Start AVAILABLE RECORDS
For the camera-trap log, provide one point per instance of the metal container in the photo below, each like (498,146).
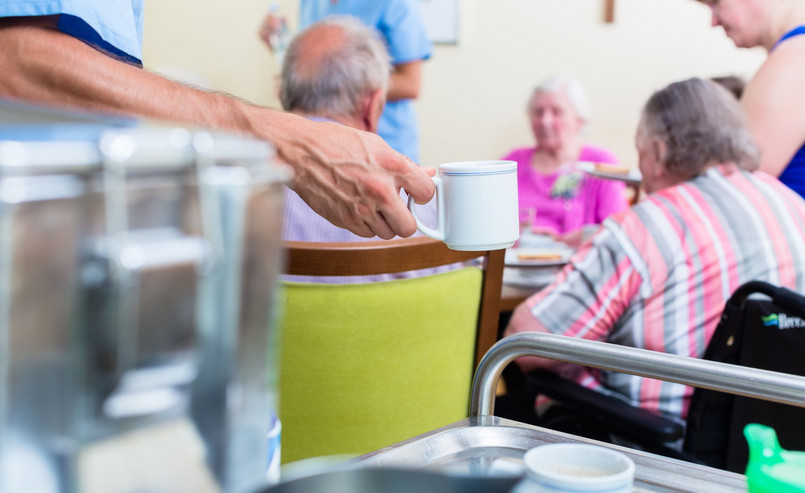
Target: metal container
(137,276)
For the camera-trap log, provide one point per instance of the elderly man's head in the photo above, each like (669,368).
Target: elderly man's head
(339,69)
(687,127)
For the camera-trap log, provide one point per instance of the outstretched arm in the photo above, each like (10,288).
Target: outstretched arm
(350,177)
(775,106)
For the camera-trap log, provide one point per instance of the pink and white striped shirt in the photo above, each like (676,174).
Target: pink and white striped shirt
(657,275)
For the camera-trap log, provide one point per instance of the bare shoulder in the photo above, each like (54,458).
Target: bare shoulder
(780,79)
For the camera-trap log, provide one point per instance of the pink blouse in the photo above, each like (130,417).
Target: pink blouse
End AVAILABLE RECORDS
• [SET PROBLEM]
Could you pull out the lines verbatim from the line containing "each like (130,417)." through the end of the records?

• [FINISHED TASK]
For the camera-trap log, provide one point per instance of the pink blouse in the photo above, each like (130,417).
Target: pink blouse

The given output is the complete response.